■ **Task description**
Transcribe each line below word for word.

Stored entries
BEGIN

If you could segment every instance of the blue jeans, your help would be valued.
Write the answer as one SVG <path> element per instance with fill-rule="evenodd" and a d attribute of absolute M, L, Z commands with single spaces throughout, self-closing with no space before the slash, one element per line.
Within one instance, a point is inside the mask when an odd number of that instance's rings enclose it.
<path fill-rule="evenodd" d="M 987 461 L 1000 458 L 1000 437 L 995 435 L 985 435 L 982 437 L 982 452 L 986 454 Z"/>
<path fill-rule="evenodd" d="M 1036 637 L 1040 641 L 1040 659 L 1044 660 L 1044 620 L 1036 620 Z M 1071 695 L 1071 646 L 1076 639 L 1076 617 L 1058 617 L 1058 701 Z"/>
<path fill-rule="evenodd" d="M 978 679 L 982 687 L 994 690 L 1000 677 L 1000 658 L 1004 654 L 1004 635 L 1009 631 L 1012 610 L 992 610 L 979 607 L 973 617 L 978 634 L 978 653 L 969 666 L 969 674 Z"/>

END

■ **Written solution**
If you could segment every instance of the blue jeans, your help would be valued.
Write the answer as one SVG <path> element per instance with fill-rule="evenodd" and a d attribute of absolute M, L, Z commands with single spaces throughout, self-closing with no space before the slash, one element per line.
Within one instance, a point is inside the mask when an odd number of that instance's rings enclose it.
<path fill-rule="evenodd" d="M 987 461 L 1000 458 L 1000 437 L 995 435 L 985 435 L 982 437 L 982 452 L 986 454 Z"/>
<path fill-rule="evenodd" d="M 1036 637 L 1040 641 L 1040 659 L 1044 660 L 1044 620 L 1036 620 Z M 1071 695 L 1071 646 L 1076 639 L 1076 617 L 1058 617 L 1058 701 Z"/>
<path fill-rule="evenodd" d="M 978 679 L 982 687 L 994 690 L 1000 677 L 1000 658 L 1004 654 L 1004 635 L 1009 631 L 1012 610 L 992 610 L 979 607 L 973 617 L 978 634 L 978 653 L 969 666 L 969 674 Z"/>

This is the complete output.